Exercise objective:
For this exercise, write out each entry below exactly as it reads.
── Records ──
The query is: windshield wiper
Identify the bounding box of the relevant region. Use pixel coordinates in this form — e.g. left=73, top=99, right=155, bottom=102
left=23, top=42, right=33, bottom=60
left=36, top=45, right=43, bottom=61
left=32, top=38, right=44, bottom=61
───
Response box:
The query is: windshield wiper
Identify the bounding box of the relevant region. Use pixel coordinates in this form — e.g. left=73, top=99, right=155, bottom=102
left=23, top=42, right=33, bottom=60
left=36, top=45, right=43, bottom=61
left=32, top=38, right=44, bottom=61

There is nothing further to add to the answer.